Named-object pointing lines
= = =

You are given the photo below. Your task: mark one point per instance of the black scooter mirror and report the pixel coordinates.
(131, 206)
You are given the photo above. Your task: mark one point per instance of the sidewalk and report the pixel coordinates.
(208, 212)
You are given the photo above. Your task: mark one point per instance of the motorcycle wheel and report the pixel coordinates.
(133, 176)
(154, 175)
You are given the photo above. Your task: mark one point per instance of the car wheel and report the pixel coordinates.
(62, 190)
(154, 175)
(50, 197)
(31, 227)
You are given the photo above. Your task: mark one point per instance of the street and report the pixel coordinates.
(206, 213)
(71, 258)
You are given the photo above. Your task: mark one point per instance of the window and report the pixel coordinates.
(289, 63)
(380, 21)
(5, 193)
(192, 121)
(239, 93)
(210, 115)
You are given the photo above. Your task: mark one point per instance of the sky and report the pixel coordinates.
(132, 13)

= = =

# Objective
Print, word for word, the lines starting at the one that contains "window and report the pixel coordinates." and continuing through the last line.

# The completed task
You are given the photo above. Your task: mark one point per instance of the window and report the pixel coordinates.
(289, 63)
(380, 21)
(5, 193)
(192, 121)
(239, 93)
(210, 115)
You are given the photo above. Your task: mark one point per instance of the sky and report the pixel coordinates.
(132, 13)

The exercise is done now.